[START OF Source text]

Welcome to the Winter Solstice (in Australia). The longest night and the shortest day of our calendar year.
For some of us it is simply a sign that we are at the ‘half way mark’ of the darker months, and the sun is on his way once again. For many, this is a pivotal time of year- the closing of one cycle and the rebirth of the new, and many pagan rituals will revolve around this notion.
It marks the point when the days will begin to get longer again. But for gardeners around the world, this time also heralds an important stamp on the Solar year. A marker from which they can plant on, or count from, in order to know how many days or moons it will be until their next crop harvest. The Winter Solstice is a cornerstone of the garden plan or calendar, because plants rely on the length of uninterrupted night time hours, to trigger them to store sugars in their bulbs, flower, set seed, or sprout.
The scientific name for this process is called ‘Photoperiodism’, and it’s used by just about every plant in the world, except for those which have been manipulated by man toward certain conditions.

[END OF Source text]
[START OF Data provided]

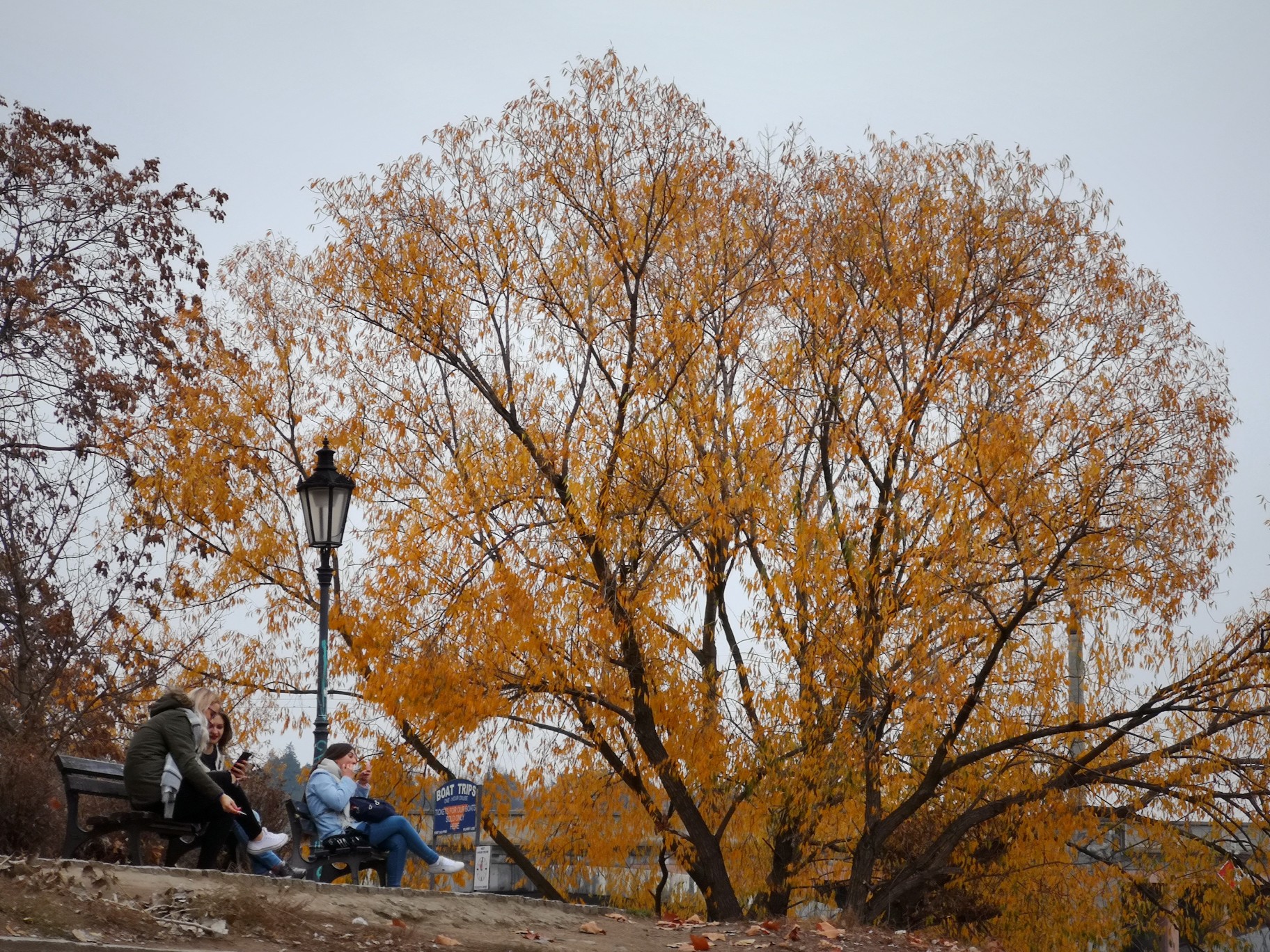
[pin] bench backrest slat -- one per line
(94, 768)
(95, 786)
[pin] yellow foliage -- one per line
(741, 500)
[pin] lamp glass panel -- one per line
(309, 519)
(339, 497)
(318, 516)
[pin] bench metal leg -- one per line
(75, 834)
(134, 846)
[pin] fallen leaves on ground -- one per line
(829, 930)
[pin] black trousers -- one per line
(248, 822)
(194, 807)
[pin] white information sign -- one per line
(480, 873)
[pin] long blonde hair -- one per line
(202, 699)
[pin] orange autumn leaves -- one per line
(739, 498)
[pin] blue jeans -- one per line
(398, 836)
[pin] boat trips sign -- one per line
(455, 807)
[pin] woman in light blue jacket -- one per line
(331, 785)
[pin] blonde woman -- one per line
(260, 841)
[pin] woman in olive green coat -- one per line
(163, 772)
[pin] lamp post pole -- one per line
(320, 724)
(324, 499)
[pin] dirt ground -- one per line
(95, 903)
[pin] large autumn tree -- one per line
(753, 494)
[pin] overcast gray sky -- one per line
(1163, 106)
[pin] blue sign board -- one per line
(455, 807)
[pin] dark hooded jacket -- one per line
(168, 731)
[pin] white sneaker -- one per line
(267, 841)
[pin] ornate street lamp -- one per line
(324, 499)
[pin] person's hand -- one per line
(229, 807)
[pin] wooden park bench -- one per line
(325, 865)
(104, 779)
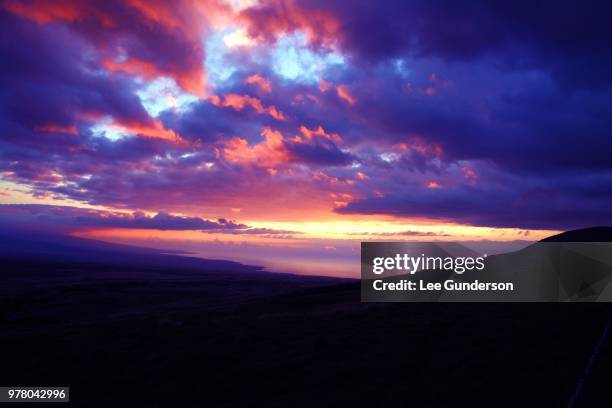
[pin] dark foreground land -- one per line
(141, 329)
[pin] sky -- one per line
(286, 132)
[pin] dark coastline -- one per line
(164, 330)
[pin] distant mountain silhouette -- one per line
(17, 246)
(593, 234)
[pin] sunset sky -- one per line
(285, 132)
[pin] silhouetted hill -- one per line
(593, 234)
(18, 246)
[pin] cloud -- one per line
(75, 218)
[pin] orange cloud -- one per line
(153, 130)
(239, 102)
(266, 154)
(260, 81)
(191, 81)
(57, 129)
(342, 91)
(46, 11)
(309, 134)
(345, 95)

[END OF Data provided]

Task list:
a) Can you extract the passage of the Winter Solstice text from "For some of" up to and including "seed, or sprout."?
b) How would you continue the Winter Solstice text, picking up after its final sentence?

Solved tasks:
a)
For some of us it is simply a sign that we are at the ‘half way mark’ of the darker months, and the sun is on his way once again. For many, this is a pivotal time of year- the closing of one cycle and the rebirth of the new, and many pagan rituals will revolve around this notion.
It marks the point when the days will begin to get longer again. But for gardeners around the world, this time also heralds an important stamp on the Solar year. A marker from which they can plant on, or count from, in order to know how many days or moons it will be until their next crop harvest. The Winter Solstice is a cornerstone of the garden plan or calendar, because plants rely on the length of uninterrupted night time hours, to trigger them to store sugars in their bulbs, flower, set seed, or sprout.

b)
In Winter-tender herbs such as Chamomile, Basil, Coriander or Mint, you will see that they produce seed in Autumn and then either go dormant or die off completely over the Winter months. If you plant these herbs before the Winter Solstice, they can develop small and spindly stems, and bolt to seed before they develop anything else worthwhile. People often make this mistake of greenhouse or cloche growing, thinking they are preserving the warmth- Remember it is the light which plants are chasing.
On a side note, around the time of WWII, experiments proved that plant growth can be manipulated by shining lights on the plants in the night. to break their night time hours.
Plants with root storage such as a tuber, taproot or bulb, all have a good supplies to help them get through the Winter months. The shortest nights trigger these bulbs to start ‘waking up’ and send their energy into growing the plant. This is why it is traditional to plant Garlic on (or just before) the Winter Solstice. This will give the clove the greatest number of growing days between the Solstice and the Spring Equinox, at which time it will be signaled to stop growing and begin storing its energy as ‘food’ back in its’ developed bulb.
So now is the time to plant out your garlic! The first thing I suggest you do is scour your cupboards for any bulbs who have decided that it’s time to sprout!
You can also purchase organic garlic bulbs from various place, however I do stress you need organic – imported garlic is sprayed to oblivion and you may not get any growth out of it at all.
How to plant garlic… one of my favourite herbs on the planet!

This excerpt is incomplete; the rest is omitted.